**Description of the task:**
Report the number of lines in the rows below that contain the string "carrot". Give only the number.
━━━━━ Materials provided ━━━━━
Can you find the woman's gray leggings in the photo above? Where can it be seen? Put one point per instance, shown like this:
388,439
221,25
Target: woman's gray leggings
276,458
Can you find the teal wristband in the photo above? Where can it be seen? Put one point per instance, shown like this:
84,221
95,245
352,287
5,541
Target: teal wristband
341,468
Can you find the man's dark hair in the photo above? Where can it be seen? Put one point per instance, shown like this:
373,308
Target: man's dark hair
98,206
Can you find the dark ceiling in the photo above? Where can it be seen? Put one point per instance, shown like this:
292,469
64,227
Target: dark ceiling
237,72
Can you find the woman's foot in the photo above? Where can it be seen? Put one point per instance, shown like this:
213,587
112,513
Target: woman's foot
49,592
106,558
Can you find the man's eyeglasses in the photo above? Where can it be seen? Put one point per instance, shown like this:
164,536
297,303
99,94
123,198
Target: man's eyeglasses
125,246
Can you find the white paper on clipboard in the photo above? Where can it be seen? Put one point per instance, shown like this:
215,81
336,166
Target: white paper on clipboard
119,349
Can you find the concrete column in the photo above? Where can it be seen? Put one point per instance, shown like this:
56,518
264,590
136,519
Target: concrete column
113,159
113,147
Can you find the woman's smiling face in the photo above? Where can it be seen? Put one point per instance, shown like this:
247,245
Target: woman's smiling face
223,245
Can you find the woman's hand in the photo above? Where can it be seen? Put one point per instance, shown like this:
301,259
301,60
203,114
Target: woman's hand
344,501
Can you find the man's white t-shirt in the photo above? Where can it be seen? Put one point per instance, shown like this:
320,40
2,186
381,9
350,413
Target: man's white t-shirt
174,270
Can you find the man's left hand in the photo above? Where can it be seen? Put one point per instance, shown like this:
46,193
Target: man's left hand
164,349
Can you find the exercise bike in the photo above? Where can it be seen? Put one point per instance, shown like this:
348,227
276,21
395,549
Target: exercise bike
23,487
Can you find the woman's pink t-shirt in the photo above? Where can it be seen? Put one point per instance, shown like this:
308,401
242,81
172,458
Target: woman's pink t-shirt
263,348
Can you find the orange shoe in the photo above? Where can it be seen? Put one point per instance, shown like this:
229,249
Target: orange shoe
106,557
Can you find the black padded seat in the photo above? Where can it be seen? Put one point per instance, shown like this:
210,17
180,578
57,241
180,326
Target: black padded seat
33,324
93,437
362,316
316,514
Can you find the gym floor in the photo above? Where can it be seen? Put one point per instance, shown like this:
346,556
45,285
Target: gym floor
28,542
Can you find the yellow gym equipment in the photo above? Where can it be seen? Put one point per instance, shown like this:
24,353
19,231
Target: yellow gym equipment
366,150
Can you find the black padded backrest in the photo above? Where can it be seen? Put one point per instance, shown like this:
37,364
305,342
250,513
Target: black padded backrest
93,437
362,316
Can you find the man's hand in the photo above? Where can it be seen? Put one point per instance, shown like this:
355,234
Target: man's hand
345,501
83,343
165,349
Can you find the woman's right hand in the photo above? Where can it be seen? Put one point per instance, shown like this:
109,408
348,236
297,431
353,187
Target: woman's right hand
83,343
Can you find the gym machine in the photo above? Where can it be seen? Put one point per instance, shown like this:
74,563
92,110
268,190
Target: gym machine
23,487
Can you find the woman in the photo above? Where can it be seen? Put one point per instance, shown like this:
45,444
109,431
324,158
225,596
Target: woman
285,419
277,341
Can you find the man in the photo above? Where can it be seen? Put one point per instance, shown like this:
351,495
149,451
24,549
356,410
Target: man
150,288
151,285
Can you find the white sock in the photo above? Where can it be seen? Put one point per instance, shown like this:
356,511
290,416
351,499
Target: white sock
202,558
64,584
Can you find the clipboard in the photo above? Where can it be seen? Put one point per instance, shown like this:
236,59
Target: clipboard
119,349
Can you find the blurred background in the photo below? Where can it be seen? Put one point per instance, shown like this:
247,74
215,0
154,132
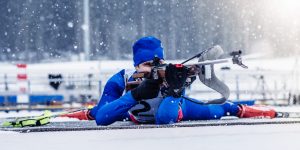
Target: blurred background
61,30
64,51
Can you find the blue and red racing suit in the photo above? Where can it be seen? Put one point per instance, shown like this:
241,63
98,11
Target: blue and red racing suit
116,105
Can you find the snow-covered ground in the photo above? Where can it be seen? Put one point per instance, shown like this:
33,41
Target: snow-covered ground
255,137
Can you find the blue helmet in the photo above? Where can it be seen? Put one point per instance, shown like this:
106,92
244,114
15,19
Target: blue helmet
146,49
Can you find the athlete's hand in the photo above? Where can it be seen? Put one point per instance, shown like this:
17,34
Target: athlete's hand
144,67
148,89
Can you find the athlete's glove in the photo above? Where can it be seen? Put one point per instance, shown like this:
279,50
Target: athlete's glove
148,89
176,76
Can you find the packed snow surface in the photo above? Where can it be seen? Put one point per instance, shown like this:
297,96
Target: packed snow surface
255,137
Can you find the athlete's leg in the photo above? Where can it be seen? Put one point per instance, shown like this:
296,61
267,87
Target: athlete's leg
169,111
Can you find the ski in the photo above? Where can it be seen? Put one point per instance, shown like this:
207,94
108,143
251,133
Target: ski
91,125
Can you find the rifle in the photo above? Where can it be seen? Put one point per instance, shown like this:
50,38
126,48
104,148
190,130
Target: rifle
204,68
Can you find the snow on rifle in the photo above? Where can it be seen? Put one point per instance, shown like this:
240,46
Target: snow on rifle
204,69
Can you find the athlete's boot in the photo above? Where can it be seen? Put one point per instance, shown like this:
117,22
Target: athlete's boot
81,115
256,112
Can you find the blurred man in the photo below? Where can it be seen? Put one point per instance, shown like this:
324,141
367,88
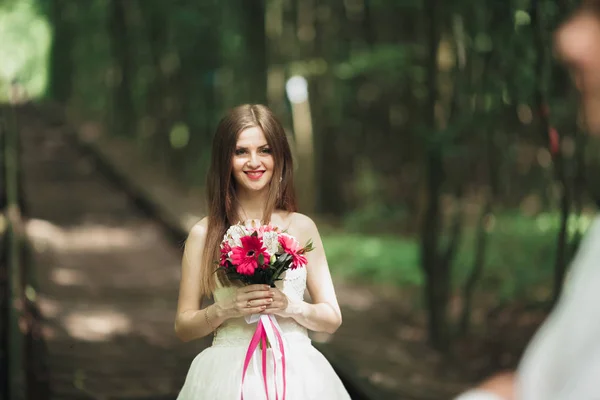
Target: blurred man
563,360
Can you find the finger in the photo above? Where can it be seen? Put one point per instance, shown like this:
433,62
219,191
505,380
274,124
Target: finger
255,288
254,310
257,303
256,295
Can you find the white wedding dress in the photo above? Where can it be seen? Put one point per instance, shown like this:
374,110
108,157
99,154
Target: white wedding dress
216,373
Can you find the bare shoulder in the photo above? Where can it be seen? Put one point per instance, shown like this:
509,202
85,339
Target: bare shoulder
197,234
302,226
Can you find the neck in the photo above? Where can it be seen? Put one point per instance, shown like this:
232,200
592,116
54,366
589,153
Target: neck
251,205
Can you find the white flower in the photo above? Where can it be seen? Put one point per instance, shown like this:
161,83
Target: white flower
234,235
271,242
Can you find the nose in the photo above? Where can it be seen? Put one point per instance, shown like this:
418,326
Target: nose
253,160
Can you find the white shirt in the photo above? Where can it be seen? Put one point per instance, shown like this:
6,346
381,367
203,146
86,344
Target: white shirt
563,359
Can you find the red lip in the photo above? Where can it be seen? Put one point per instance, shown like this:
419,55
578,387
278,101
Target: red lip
255,175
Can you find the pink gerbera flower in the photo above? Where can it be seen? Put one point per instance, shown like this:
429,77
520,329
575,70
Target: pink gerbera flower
246,256
291,246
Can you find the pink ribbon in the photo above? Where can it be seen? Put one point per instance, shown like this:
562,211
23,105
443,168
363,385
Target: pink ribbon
260,337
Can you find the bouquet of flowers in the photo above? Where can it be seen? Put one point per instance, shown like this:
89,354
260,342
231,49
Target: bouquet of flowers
260,254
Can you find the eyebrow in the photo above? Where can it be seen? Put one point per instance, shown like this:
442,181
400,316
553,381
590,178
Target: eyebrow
244,147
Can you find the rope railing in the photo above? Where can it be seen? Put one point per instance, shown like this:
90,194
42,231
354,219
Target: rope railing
11,264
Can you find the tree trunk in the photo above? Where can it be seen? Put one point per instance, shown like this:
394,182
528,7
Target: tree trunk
123,113
61,57
436,282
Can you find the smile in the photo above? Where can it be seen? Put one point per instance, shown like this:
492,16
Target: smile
254,175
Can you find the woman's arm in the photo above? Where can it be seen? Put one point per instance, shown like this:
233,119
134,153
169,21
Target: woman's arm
324,314
191,321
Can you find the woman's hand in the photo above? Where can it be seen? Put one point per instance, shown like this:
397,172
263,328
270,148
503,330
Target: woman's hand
501,384
280,304
248,300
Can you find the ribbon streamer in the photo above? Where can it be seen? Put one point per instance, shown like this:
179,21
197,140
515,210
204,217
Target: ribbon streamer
267,331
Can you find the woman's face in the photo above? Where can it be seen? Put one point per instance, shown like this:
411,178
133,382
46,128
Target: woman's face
252,162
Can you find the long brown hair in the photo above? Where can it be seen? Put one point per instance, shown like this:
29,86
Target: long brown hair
222,200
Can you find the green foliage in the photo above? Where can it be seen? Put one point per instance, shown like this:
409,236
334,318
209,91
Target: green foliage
25,36
519,262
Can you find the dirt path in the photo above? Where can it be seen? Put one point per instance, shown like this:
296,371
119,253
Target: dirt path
107,278
108,282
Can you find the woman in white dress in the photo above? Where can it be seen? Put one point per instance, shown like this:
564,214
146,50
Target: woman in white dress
251,179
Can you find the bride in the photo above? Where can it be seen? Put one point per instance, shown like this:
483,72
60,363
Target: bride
251,179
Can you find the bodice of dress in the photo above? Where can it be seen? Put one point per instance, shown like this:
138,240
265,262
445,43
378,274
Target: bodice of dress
236,332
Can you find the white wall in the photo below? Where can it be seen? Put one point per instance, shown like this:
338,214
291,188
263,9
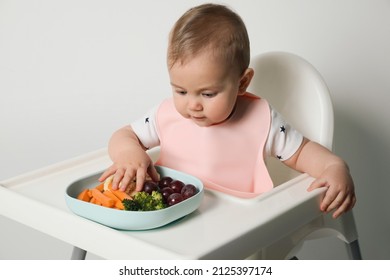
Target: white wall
73,71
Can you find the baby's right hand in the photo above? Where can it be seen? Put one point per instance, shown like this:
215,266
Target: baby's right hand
126,172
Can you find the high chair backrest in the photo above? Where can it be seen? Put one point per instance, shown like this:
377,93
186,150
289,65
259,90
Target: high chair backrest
296,90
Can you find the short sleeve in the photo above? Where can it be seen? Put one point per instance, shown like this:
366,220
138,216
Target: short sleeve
283,140
145,129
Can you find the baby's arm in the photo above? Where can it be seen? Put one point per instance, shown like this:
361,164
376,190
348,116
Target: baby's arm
129,160
330,171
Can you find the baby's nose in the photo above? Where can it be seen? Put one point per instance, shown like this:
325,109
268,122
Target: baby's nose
195,104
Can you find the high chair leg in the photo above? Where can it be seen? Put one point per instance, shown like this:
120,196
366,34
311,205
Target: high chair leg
353,249
78,254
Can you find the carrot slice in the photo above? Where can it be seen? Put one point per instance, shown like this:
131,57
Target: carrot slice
121,195
104,200
100,187
118,202
84,195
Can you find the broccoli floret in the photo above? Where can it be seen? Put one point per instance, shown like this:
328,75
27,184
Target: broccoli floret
143,201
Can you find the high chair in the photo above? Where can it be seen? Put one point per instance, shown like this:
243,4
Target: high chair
269,226
297,91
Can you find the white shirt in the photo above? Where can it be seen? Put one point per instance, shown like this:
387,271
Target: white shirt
282,142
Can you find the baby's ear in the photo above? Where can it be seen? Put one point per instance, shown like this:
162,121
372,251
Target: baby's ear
245,80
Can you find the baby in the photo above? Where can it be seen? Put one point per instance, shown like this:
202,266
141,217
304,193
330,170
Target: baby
213,128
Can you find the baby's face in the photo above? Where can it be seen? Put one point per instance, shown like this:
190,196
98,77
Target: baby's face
204,89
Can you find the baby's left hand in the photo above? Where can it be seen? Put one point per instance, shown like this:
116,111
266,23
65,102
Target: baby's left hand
340,195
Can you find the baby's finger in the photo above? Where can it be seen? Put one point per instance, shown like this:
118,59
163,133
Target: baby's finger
153,173
106,174
339,200
141,176
318,183
328,199
127,179
118,176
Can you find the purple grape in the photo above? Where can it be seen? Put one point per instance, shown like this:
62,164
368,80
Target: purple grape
164,182
174,199
188,190
176,186
150,186
166,192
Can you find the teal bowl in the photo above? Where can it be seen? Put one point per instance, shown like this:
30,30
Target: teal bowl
133,220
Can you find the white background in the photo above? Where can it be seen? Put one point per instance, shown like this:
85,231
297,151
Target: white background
71,72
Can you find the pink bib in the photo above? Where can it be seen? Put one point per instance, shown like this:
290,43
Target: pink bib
227,157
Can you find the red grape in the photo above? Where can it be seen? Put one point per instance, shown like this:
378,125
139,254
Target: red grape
176,186
174,199
166,192
150,186
165,181
188,190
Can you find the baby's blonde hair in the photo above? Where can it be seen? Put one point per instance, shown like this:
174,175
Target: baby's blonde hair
210,27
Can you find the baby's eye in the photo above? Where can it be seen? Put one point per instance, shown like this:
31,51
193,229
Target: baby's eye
181,92
209,94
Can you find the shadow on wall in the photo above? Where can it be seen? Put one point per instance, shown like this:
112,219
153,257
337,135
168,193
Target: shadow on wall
368,157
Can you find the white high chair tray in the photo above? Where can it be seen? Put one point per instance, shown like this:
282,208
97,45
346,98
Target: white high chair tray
223,227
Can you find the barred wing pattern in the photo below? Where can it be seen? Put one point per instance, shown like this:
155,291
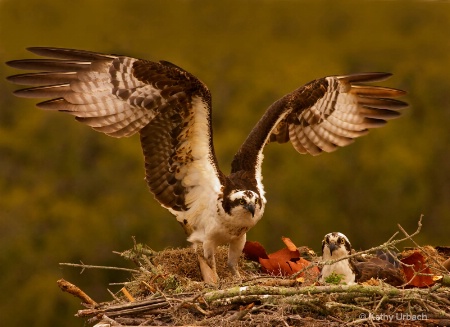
━━━━━
**Written solution:**
2